**WRITTEN INSTRUCTION:** Return every one of the rows below unchanged, line for line.

Stored dataset items
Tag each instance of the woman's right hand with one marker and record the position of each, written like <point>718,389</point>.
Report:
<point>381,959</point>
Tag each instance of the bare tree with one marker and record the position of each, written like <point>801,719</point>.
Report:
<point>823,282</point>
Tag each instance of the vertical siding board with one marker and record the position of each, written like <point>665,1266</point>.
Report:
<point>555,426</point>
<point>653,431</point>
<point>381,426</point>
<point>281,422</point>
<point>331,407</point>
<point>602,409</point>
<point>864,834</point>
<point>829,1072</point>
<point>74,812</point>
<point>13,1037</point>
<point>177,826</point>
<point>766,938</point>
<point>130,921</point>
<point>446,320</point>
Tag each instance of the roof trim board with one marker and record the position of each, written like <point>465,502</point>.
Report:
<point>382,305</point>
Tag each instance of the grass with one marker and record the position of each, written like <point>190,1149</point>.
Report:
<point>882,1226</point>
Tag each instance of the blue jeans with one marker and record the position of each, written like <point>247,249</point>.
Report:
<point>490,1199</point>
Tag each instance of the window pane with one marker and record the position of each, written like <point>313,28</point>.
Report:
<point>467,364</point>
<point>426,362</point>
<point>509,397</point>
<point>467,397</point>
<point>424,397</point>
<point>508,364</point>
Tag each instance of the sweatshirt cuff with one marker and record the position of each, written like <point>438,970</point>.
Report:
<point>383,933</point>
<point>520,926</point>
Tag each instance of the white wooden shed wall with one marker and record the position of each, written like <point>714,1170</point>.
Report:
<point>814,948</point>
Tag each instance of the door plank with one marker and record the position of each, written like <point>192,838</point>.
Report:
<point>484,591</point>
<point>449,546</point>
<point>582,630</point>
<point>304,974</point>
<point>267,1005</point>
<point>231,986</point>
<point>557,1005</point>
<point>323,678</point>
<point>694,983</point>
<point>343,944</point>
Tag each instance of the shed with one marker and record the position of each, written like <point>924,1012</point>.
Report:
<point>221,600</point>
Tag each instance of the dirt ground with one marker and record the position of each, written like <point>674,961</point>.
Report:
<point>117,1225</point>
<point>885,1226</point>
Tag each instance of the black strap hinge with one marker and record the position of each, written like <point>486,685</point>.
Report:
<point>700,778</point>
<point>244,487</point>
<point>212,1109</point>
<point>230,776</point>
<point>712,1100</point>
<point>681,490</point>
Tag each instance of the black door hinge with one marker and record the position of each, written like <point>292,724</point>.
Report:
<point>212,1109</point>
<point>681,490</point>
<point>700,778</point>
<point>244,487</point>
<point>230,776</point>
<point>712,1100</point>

**TASK OUTPUT:**
Tag each instance of the woman's right hand with one marker and record the position of each, written like <point>718,389</point>.
Report:
<point>381,959</point>
Tag each instance of the bare tree with one marker and record the position of each, written like <point>801,719</point>.
Report:
<point>823,282</point>
Tag each instance of the vertical siding board with one marker and record the position of each, written like <point>665,1266</point>.
Report:
<point>555,426</point>
<point>653,431</point>
<point>381,426</point>
<point>281,422</point>
<point>331,407</point>
<point>602,409</point>
<point>864,834</point>
<point>829,1072</point>
<point>74,812</point>
<point>13,1037</point>
<point>177,826</point>
<point>766,938</point>
<point>130,921</point>
<point>446,320</point>
Tag each instance of the roof trim board with one marker and record the position of each, written like <point>465,502</point>.
Report:
<point>382,305</point>
Tag each instance of the grass with one marker and record the position of each, written like <point>190,1149</point>.
Report:
<point>882,1226</point>
Tag each instance of the blue jeans with one marker and record the position of each, written like <point>247,249</point>.
Report:
<point>490,1199</point>
Tag each instance of the window pane with one marker and record the position of each, written like <point>313,28</point>.
Report:
<point>467,364</point>
<point>426,362</point>
<point>509,397</point>
<point>467,397</point>
<point>424,397</point>
<point>508,364</point>
Tag each instance of the sweatshirt cuff with one marker and record the position of each, written like <point>438,970</point>.
Report:
<point>383,933</point>
<point>520,926</point>
Tag each instance of the white wooden shed wall with one marker and record the position of each, written like <point>714,1170</point>.
Report:
<point>814,948</point>
Tag each instance of the door plank with one marker and record the position of each, written like <point>192,838</point>.
Report:
<point>484,591</point>
<point>449,546</point>
<point>582,630</point>
<point>304,974</point>
<point>267,1005</point>
<point>231,986</point>
<point>557,1005</point>
<point>323,678</point>
<point>694,983</point>
<point>343,944</point>
Tag each instance of the shed with one marker and record the position of each, written like <point>924,1012</point>.
Report:
<point>221,600</point>
Tag each instance of the dirt ground with one marker and record the position of each, written like <point>674,961</point>.
Report:
<point>117,1225</point>
<point>885,1226</point>
Tag each instance of the black strap hinge with one marker and record the position of each, written like <point>486,685</point>.
Report:
<point>700,778</point>
<point>244,487</point>
<point>212,1109</point>
<point>230,776</point>
<point>712,1100</point>
<point>681,490</point>
Tag each instance of the black door hinge with one marker and record the position of each, written like <point>292,724</point>.
Report:
<point>212,1109</point>
<point>681,490</point>
<point>700,778</point>
<point>244,487</point>
<point>230,776</point>
<point>712,1100</point>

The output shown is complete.